(RECORD EXTRACTS)

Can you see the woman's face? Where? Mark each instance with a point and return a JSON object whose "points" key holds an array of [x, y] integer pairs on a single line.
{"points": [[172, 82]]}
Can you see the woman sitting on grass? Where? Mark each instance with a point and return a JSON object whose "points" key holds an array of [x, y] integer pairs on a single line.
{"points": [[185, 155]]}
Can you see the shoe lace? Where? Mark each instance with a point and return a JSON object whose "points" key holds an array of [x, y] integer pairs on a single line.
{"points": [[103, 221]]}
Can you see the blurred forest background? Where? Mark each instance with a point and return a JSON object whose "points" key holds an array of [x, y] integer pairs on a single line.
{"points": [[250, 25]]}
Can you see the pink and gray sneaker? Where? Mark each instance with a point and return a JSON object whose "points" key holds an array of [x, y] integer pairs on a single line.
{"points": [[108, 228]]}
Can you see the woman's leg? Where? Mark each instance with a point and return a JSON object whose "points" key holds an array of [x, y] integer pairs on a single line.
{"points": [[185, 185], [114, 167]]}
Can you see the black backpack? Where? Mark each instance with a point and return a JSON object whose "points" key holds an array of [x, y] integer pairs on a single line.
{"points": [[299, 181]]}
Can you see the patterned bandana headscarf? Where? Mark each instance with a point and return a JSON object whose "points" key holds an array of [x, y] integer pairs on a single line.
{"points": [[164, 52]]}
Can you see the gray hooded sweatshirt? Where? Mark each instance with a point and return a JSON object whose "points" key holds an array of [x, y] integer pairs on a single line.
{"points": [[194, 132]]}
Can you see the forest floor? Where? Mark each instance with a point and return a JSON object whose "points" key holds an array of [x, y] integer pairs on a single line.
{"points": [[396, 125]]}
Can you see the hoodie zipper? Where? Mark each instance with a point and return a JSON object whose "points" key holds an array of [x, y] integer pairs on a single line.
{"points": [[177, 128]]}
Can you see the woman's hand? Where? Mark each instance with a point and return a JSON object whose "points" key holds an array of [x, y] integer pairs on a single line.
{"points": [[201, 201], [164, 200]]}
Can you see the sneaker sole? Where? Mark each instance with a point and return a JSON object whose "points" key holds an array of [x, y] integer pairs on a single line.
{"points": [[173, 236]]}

(End RECORD EXTRACTS)

**REQUIREMENT**
In the listing above, find the line that contains "Can you see the woman's hand?". Write it out exactly, along with each line after it up to and including the last.

**EXPECTED ANSWER**
Can you see the woman's hand? Where? Mark each instance with a point and return a JSON object whose "points" key holds an array of [x, y] integer pairs on a single line.
{"points": [[201, 201], [164, 200]]}
Can you see the sneaker sole? Where? Mark each instance with a point and return a JSON object whose "points" key holds an array of [x, y] integer pairs on a single line.
{"points": [[173, 236]]}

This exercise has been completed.